»»
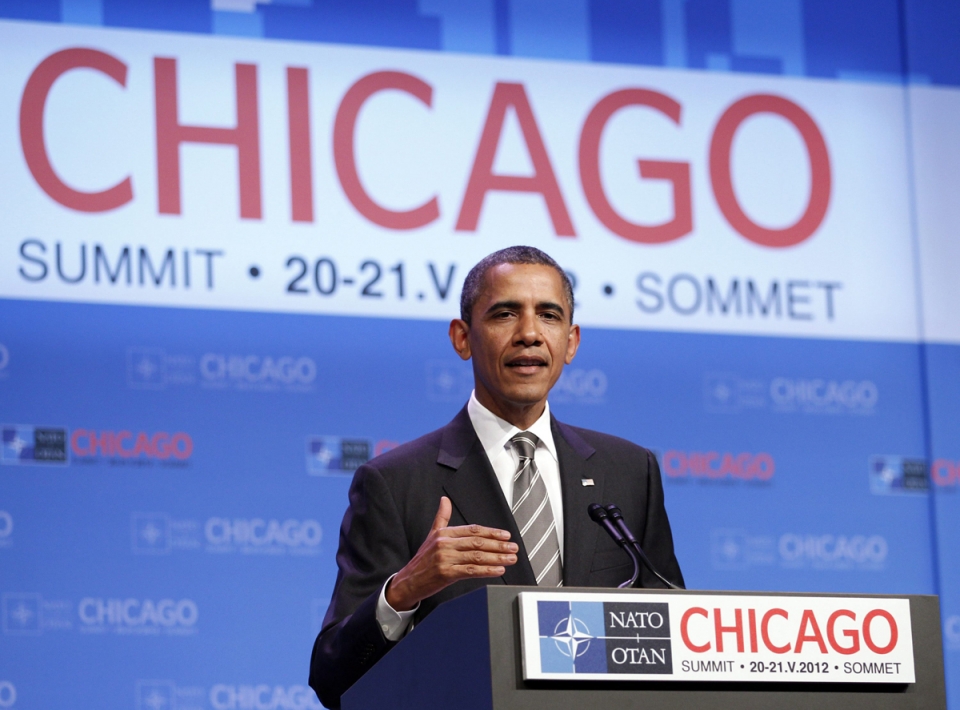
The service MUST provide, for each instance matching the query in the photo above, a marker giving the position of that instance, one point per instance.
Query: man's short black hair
(473, 284)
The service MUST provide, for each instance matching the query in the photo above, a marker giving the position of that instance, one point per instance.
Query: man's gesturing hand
(449, 555)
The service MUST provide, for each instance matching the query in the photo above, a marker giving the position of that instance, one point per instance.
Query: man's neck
(522, 416)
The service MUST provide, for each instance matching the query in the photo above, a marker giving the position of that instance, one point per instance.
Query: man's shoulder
(602, 442)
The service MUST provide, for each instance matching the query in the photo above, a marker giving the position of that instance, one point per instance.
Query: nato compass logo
(29, 444)
(604, 637)
(896, 474)
(146, 367)
(151, 533)
(335, 455)
(155, 695)
(22, 614)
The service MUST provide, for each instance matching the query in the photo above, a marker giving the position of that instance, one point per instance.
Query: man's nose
(528, 329)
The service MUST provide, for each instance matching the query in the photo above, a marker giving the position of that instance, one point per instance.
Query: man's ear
(460, 338)
(573, 342)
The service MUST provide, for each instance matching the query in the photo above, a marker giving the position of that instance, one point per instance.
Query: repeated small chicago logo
(155, 368)
(892, 475)
(161, 533)
(341, 455)
(26, 444)
(138, 616)
(125, 447)
(169, 695)
(738, 549)
(731, 393)
(717, 465)
(604, 637)
(31, 614)
(29, 444)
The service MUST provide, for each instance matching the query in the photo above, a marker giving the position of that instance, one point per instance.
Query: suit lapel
(579, 531)
(475, 492)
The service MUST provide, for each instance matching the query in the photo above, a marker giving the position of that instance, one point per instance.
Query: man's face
(520, 338)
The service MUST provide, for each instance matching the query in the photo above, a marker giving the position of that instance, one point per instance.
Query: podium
(468, 655)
««
For every line above, produce an exact transcription that omits the images.

The service MUST provide, for each instance matching the query in the photo above, a marker giving the position of that instance, one point per instance.
Query: man's short black hair
(473, 284)
The service MUST provide, for each instance matching the query in the photo above, a marker giving the position of that instance, one point per instance.
Query: man's gesturing hand
(449, 555)
The service MUST provide, for each instance matching the query in the photo above, a marker giving the position of that instance, one point per instance.
Query: man's neck
(522, 416)
The service MUST provide, for each instance matching the query in the photo above, a marker giving the position of that instance, one point per instance.
Query: man's shoulder
(602, 442)
The service MUST provide, for each instance matching the query in the photo above, a marker giving the position of that instance, one point per instance.
Query: nato compass logo
(29, 444)
(604, 637)
(896, 474)
(146, 367)
(151, 533)
(335, 455)
(155, 695)
(22, 614)
The service MUST provide, for each instance matching the query in the photo above, a marker giving the position of that instance, one point per instance.
Query: man's nose
(528, 329)
The service MUST provide, for each instance matching the query in the photo above, a marker giving the position of that instance, one point per instance.
Query: man's ear
(460, 338)
(573, 342)
The service MUST provide, for each instance matching the query in the photo above, a marker giving the position of that instance, one point per instance.
Query: repeated small chicago logo
(155, 368)
(892, 475)
(161, 533)
(341, 455)
(26, 444)
(138, 616)
(125, 447)
(169, 695)
(738, 549)
(731, 393)
(717, 465)
(604, 637)
(31, 614)
(29, 444)
The service MUST provide, for each instance matching the query in the photo above, a marker giving the position of that instance, one point per instance.
Query: suit lapel
(579, 531)
(475, 492)
The service MUST provide, for each instance matching the query in the photo above, a marker giving the position of that instance, one point per instance.
Query: man's face
(520, 338)
The service MUST provide, for each instance matching the query in the photo above, a marker giving the position of that instance, one point per instance.
Query: podium
(468, 655)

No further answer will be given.